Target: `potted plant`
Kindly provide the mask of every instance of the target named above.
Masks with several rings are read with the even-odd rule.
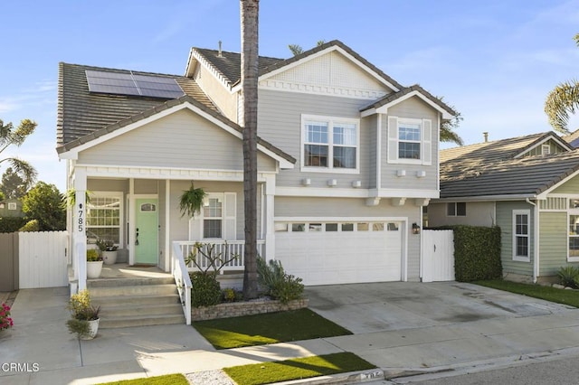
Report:
[[[99,312],[100,306],[90,305],[90,296],[87,289],[71,296],[68,309],[71,319],[66,322],[69,332],[81,340],[92,340],[99,332]]]
[[[100,250],[89,249],[87,250],[87,278],[98,278],[102,270],[102,257]]]
[[[117,263],[117,249],[110,239],[97,239],[97,247],[100,249],[102,255],[102,260],[105,265],[114,265]]]

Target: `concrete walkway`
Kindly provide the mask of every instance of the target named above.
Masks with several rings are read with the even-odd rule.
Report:
[[[314,296],[313,291],[308,292]],[[332,295],[330,287],[327,293]],[[548,306],[539,303],[539,315],[505,311],[507,315],[498,312],[491,318],[441,319],[433,324],[422,317],[423,324],[409,324],[410,328],[385,330],[384,325],[394,324],[383,322],[383,327],[363,328],[353,335],[215,351],[186,325],[104,329],[94,340],[79,342],[66,328],[67,301],[65,287],[19,291],[13,306],[14,327],[0,333],[0,383],[93,384],[343,351],[358,354],[388,375],[397,375],[504,363],[537,354],[576,353],[579,347],[579,310],[550,303]],[[517,301],[528,303],[528,298],[513,296]],[[339,305],[341,313],[339,306],[325,310],[315,306],[330,319],[348,314],[345,304]],[[355,311],[359,313],[360,308]],[[402,314],[412,320],[407,310],[396,316]],[[381,316],[393,315],[383,312]],[[396,324],[401,325],[400,321]]]

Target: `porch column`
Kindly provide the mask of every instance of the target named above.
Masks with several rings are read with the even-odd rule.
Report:
[[[267,260],[275,259],[275,226],[273,207],[275,203],[275,175],[268,174],[265,177],[264,196],[265,212],[263,222],[265,223],[265,258]]]
[[[84,168],[77,167],[74,172],[75,202],[72,208],[72,258],[76,261],[74,277],[78,279],[79,290],[87,288],[87,174]]]

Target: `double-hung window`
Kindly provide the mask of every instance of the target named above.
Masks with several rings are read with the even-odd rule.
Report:
[[[388,163],[432,164],[430,119],[388,117]]]
[[[529,210],[513,210],[513,260],[530,261]]]
[[[352,173],[358,170],[356,119],[302,117],[302,170]]]

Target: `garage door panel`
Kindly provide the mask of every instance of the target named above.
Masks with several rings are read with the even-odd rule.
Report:
[[[402,232],[277,232],[276,258],[305,285],[399,281]]]

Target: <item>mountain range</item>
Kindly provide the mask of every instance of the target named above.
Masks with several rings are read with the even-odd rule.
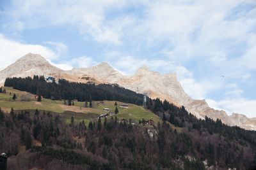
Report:
[[[198,118],[205,116],[229,125],[237,125],[248,130],[256,130],[256,118],[249,118],[245,115],[233,113],[228,115],[223,110],[209,106],[205,100],[192,99],[184,90],[178,81],[175,73],[161,74],[152,71],[147,67],[139,68],[134,75],[123,75],[107,62],[102,62],[88,68],[73,68],[64,71],[51,64],[40,54],[28,53],[6,68],[0,70],[0,86],[8,77],[26,77],[33,75],[51,76],[65,78],[70,81],[95,83],[115,83],[144,94],[151,98],[166,99],[174,104],[185,108]]]

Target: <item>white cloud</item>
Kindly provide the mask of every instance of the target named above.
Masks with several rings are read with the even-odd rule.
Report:
[[[238,113],[244,114],[249,118],[256,117],[256,100],[238,97],[220,101],[208,99],[207,102],[211,107],[218,110],[224,110],[228,115]]]
[[[15,41],[0,34],[0,67],[7,67],[28,53],[40,53],[48,60],[56,59],[56,53],[47,47]]]
[[[70,70],[73,67],[88,67],[97,64],[97,62],[95,62],[92,57],[82,56],[73,58],[68,61],[61,61],[60,64],[54,65],[64,70]]]
[[[90,36],[99,42],[121,43],[122,29],[125,24],[117,24],[120,20],[106,19],[105,12],[111,7],[118,10],[124,5],[124,1],[13,1],[12,8],[6,11],[6,15],[13,20],[10,25],[20,20],[27,28],[71,24],[76,27],[86,39]],[[127,23],[125,20],[123,21]],[[18,29],[19,26],[17,28]]]
[[[63,54],[65,54],[68,48],[66,45],[61,42],[45,41],[44,43],[53,46],[54,48],[56,48],[56,55],[58,57],[61,56]]]

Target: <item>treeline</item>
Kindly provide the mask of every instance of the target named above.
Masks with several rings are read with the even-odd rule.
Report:
[[[157,101],[148,106],[154,108]],[[121,123],[113,117],[86,126],[83,121],[67,124],[65,117],[50,112],[0,111],[0,152],[8,153],[8,168],[14,170],[61,169],[63,165],[65,169],[198,170],[205,169],[204,161],[216,169],[245,169],[256,164],[255,132],[196,120],[174,106],[183,115],[174,115],[182,127],[173,128],[168,122],[172,106],[156,112],[163,122],[154,127]],[[217,130],[220,126],[223,130]],[[22,145],[26,152],[20,153]]]
[[[147,108],[164,122],[182,128],[192,153],[200,160],[207,158],[209,166],[244,169],[256,164],[256,131],[230,127],[207,117],[198,119],[184,106],[177,107],[166,100],[150,99]]]
[[[142,105],[143,95],[120,87],[117,85],[69,82],[59,80],[47,83],[44,76],[8,78],[4,86],[13,87],[19,90],[26,91],[34,94],[41,95],[44,98],[52,100],[74,100],[79,101],[119,101],[124,103]]]

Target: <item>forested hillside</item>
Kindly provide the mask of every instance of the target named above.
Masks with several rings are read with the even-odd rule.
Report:
[[[112,85],[100,87],[65,80],[47,83],[43,78],[8,79],[6,85],[33,89],[34,94],[49,92],[49,97],[58,94],[67,99],[83,100],[86,92],[92,99],[100,97],[98,93],[83,89],[86,87],[102,92],[100,95],[115,94],[113,97],[122,96],[118,93],[122,90],[127,97],[140,96]],[[27,81],[35,85],[28,88]],[[71,94],[68,85],[77,96]],[[79,96],[76,88],[84,93]],[[68,93],[63,94],[63,89]],[[121,99],[129,99],[124,96]],[[0,111],[0,152],[8,153],[9,169],[246,169],[256,164],[256,131],[230,127],[220,120],[198,120],[184,107],[159,99],[148,99],[145,108],[160,117],[163,123],[134,124],[132,120],[123,123],[113,116],[86,126],[83,121],[71,120],[67,124],[61,114]]]
[[[73,100],[79,101],[119,101],[124,103],[142,105],[143,96],[133,91],[120,87],[117,85],[69,82],[59,80],[47,83],[44,76],[6,78],[4,86],[13,87],[19,90],[26,91],[34,94],[42,95],[47,99],[53,100]]]

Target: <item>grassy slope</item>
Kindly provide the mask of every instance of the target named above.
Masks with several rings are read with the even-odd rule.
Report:
[[[84,120],[86,123],[88,123],[90,120],[97,120],[97,115],[104,113],[103,111],[104,108],[108,108],[110,111],[115,112],[115,101],[105,101],[105,106],[98,106],[97,102],[94,102],[93,108],[84,108],[84,103],[77,102],[75,103],[75,106],[66,106],[64,105],[64,102],[60,101],[51,101],[50,99],[43,99],[40,103],[36,102],[35,99],[35,95],[29,94],[26,92],[22,92],[17,90],[13,89],[10,87],[4,87],[6,90],[6,94],[0,94],[0,107],[2,110],[8,111],[12,108],[14,110],[45,110],[56,113],[67,113],[67,123],[70,122],[70,117],[73,116],[76,122],[80,122]],[[10,95],[10,93],[12,94]],[[13,94],[17,96],[17,99],[13,101],[12,97]],[[24,102],[20,101],[20,97],[22,94],[28,94],[31,96],[31,101]],[[121,103],[117,101],[118,104]],[[152,119],[156,122],[156,124],[160,118],[150,111],[145,110],[143,107],[129,104],[129,108],[118,108],[119,113],[117,114],[118,119],[125,118],[129,120],[132,119],[134,122],[138,122],[139,120]],[[70,111],[70,113],[68,113]],[[97,115],[96,116],[92,117],[92,115]]]

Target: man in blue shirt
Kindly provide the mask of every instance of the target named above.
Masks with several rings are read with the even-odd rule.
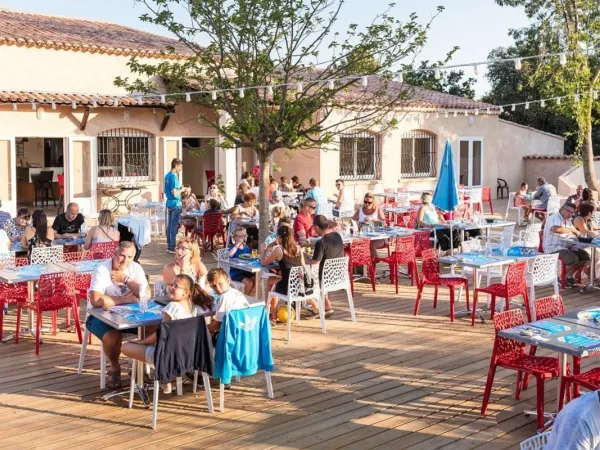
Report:
[[[179,172],[183,163],[179,158],[171,161],[171,171],[165,175],[165,197],[167,198],[167,252],[175,253],[177,229],[181,216],[181,192],[183,188],[179,181]]]

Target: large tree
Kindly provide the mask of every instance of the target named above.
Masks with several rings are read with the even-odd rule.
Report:
[[[496,3],[523,7],[534,21],[522,32],[535,36],[539,41],[538,53],[545,56],[538,60],[530,82],[546,97],[569,96],[560,108],[577,121],[585,182],[600,191],[592,136],[594,111],[598,108],[596,92],[600,89],[600,59],[594,51],[600,42],[598,1],[496,0]]]
[[[394,69],[418,54],[433,20],[421,24],[415,14],[397,20],[390,5],[364,29],[338,31],[344,0],[137,1],[148,8],[141,19],[167,28],[191,55],[157,65],[134,58],[130,68],[144,79],[116,83],[156,92],[145,80],[157,76],[171,92],[202,92],[191,100],[227,118],[201,117],[223,138],[221,148],[252,148],[258,156],[261,241],[272,153],[335,146],[336,136],[354,127],[394,127],[398,107],[410,97],[409,87],[392,80]],[[185,21],[177,18],[181,11]],[[201,38],[208,45],[199,46]],[[213,90],[221,90],[216,98]],[[341,118],[330,120],[340,110]]]

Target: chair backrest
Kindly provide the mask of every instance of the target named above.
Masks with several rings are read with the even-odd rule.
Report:
[[[221,212],[206,213],[202,217],[202,232],[204,234],[221,233],[225,229]]]
[[[481,250],[481,240],[478,238],[467,239],[465,241],[462,241],[460,247],[463,253],[476,252],[477,250]]]
[[[416,258],[414,236],[398,236],[394,240],[394,257],[398,264],[413,262]]]
[[[499,312],[494,315],[494,330],[496,335],[492,358],[501,355],[520,356],[525,353],[524,343],[498,336],[498,331],[523,325],[524,323],[523,313],[521,313],[520,309],[509,309],[508,311]]]
[[[421,270],[424,281],[436,282],[440,279],[440,264],[437,260],[437,250],[430,248],[423,251],[421,255],[423,264]]]
[[[41,311],[70,308],[75,301],[75,276],[72,272],[42,275],[36,292]]]
[[[481,188],[481,200],[484,202],[489,202],[492,200],[492,189],[484,186]]]
[[[364,266],[371,264],[371,241],[367,238],[353,239],[350,243],[350,264]]]
[[[350,258],[347,256],[325,260],[323,263],[323,276],[321,277],[321,290],[324,294],[350,289],[349,260]]]
[[[556,279],[558,253],[541,254],[533,262],[532,280],[534,286],[547,286]]]
[[[508,266],[506,271],[506,292],[509,297],[515,297],[527,292],[527,262],[519,261]]]
[[[58,264],[63,262],[63,246],[33,247],[31,249],[31,264]]]
[[[420,258],[423,252],[431,248],[431,237],[429,231],[415,231],[413,238],[415,240],[415,257]]]
[[[108,259],[115,256],[115,251],[119,246],[119,241],[94,242],[90,246],[92,259]]]
[[[565,304],[560,295],[538,298],[533,306],[536,320],[550,319],[565,313]]]
[[[544,431],[521,442],[521,450],[544,450],[552,430]]]

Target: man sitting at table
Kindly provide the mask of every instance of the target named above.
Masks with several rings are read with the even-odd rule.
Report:
[[[55,231],[57,238],[78,237],[81,232],[81,225],[84,223],[85,218],[79,212],[79,205],[69,203],[65,212],[54,219],[52,229]]]
[[[137,303],[140,293],[148,292],[148,281],[144,269],[133,261],[135,256],[133,242],[119,243],[115,256],[96,267],[90,284],[89,303],[92,308],[108,309],[115,305]],[[108,387],[121,387],[121,354],[122,333],[136,333],[137,330],[115,330],[110,325],[93,316],[88,316],[86,328],[102,341],[106,357],[110,361]],[[104,375],[104,374],[102,374]]]
[[[565,203],[556,214],[552,214],[546,220],[544,225],[543,235],[543,250],[544,253],[558,253],[562,258],[567,268],[567,285],[573,286],[575,279],[573,274],[580,269],[590,264],[590,255],[582,249],[565,246],[561,239],[568,235],[581,234],[571,222],[575,214],[575,205],[573,203]]]
[[[312,198],[307,198],[302,202],[300,213],[294,219],[294,238],[296,241],[308,239],[315,235],[315,230],[312,226],[317,202]]]

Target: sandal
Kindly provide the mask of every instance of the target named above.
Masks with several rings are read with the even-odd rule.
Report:
[[[108,372],[108,381],[106,382],[108,389],[121,389],[121,370]]]

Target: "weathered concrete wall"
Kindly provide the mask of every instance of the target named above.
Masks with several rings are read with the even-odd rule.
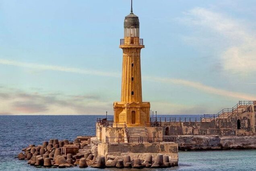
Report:
[[[98,155],[103,155],[107,159],[116,157],[122,159],[125,155],[129,155],[132,160],[138,158],[144,160],[147,154],[151,154],[155,158],[158,153],[169,156],[171,162],[178,164],[177,143],[102,143],[98,147]]]
[[[124,142],[126,135],[124,128],[106,128],[97,126],[96,137],[98,140],[106,142],[106,137],[108,137],[109,142]]]
[[[248,110],[252,110],[250,108]],[[241,129],[237,129],[237,120],[241,121]],[[162,122],[163,135],[219,135],[222,136],[256,134],[255,112],[234,113],[227,118],[216,118],[211,122]],[[165,129],[169,128],[166,134]],[[155,128],[156,129],[156,128]],[[154,132],[154,129],[152,130]]]
[[[256,149],[256,136],[181,135],[178,143],[182,151]]]
[[[159,127],[147,127],[148,137],[157,138],[163,137],[163,129]]]

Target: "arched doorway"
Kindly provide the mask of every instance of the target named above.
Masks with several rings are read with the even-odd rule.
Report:
[[[135,111],[132,111],[132,124],[135,124],[136,116]]]
[[[168,126],[165,128],[165,135],[169,135],[169,127]]]
[[[241,120],[240,119],[237,120],[237,129],[241,129]]]

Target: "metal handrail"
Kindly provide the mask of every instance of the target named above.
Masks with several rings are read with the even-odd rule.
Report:
[[[143,45],[142,39],[120,39],[120,45]]]

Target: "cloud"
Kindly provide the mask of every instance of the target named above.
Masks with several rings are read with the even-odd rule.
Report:
[[[0,64],[16,67],[26,67],[35,70],[50,70],[70,72],[81,74],[104,76],[112,77],[119,77],[118,73],[109,72],[103,72],[96,70],[85,70],[77,68],[66,67],[58,65],[39,64],[35,63],[21,62],[4,59],[0,59]]]
[[[200,83],[192,81],[181,79],[175,79],[169,78],[161,78],[154,77],[146,77],[147,79],[155,80],[156,82],[169,83],[195,88],[206,93],[216,94],[221,96],[233,98],[238,99],[253,100],[256,99],[256,96],[246,94],[225,90],[219,88],[206,86]]]
[[[220,49],[222,50],[220,59],[225,70],[244,75],[256,71],[256,32],[246,27],[244,22],[202,8],[194,8],[185,13],[185,15],[184,18],[179,18],[183,23],[196,26],[198,29],[202,27],[209,33],[211,32],[211,34],[223,38],[216,41],[216,44],[222,45],[224,48]],[[202,35],[200,34],[196,38],[205,39],[205,36],[202,37]],[[223,40],[225,41],[221,42]],[[190,39],[186,40],[189,41]],[[199,44],[200,41],[197,41],[201,46],[202,42]]]
[[[55,66],[55,65],[45,65],[38,64],[35,64],[33,63],[21,63],[13,61],[10,61],[6,59],[0,59],[0,64],[11,65],[19,67],[25,67],[29,68],[32,68],[35,69],[42,69],[45,70],[47,69],[47,70],[52,71],[61,71],[67,72],[71,72],[73,73],[76,73],[80,74],[85,75],[93,75],[99,76],[104,76],[111,77],[119,77],[120,74],[118,73],[113,73],[107,72],[102,72],[101,71],[88,71],[88,70],[84,70],[76,68],[67,68],[64,67]],[[104,73],[104,74],[103,74]],[[119,76],[118,76],[119,75]],[[201,83],[192,81],[191,81],[186,80],[182,79],[177,79],[168,77],[151,77],[145,76],[142,76],[143,78],[147,79],[150,81],[154,81],[155,82],[158,82],[161,81],[163,83],[174,83],[176,84],[182,85],[187,87],[190,87],[198,90],[201,92],[205,93],[216,94],[219,96],[228,97],[229,98],[234,98],[238,99],[247,100],[252,100],[256,99],[256,97],[244,94],[242,93],[232,92],[223,90],[220,88],[215,88],[213,87],[205,85]],[[58,94],[57,94],[58,95]],[[56,102],[58,100],[56,98],[57,96],[50,96],[48,94],[47,97],[45,98],[46,99],[45,102],[52,102],[52,101]],[[31,98],[31,94],[23,94],[21,93],[18,95],[21,98]],[[33,98],[35,100],[37,100],[37,96],[39,96],[36,94],[33,95]],[[99,97],[97,96],[92,96],[91,95],[87,95],[85,96],[74,96],[72,98],[72,101],[79,101],[81,98],[90,99],[91,100],[99,100]],[[59,101],[60,104],[64,104],[64,105],[68,105],[66,103],[65,104],[65,101]]]

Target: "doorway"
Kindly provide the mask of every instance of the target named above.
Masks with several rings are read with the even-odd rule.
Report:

• TASK TO COMPLETE: List every line above that contains the word "doorway".

• THE RESPONSE:
Target: "arched doorway"
Target: "doorway"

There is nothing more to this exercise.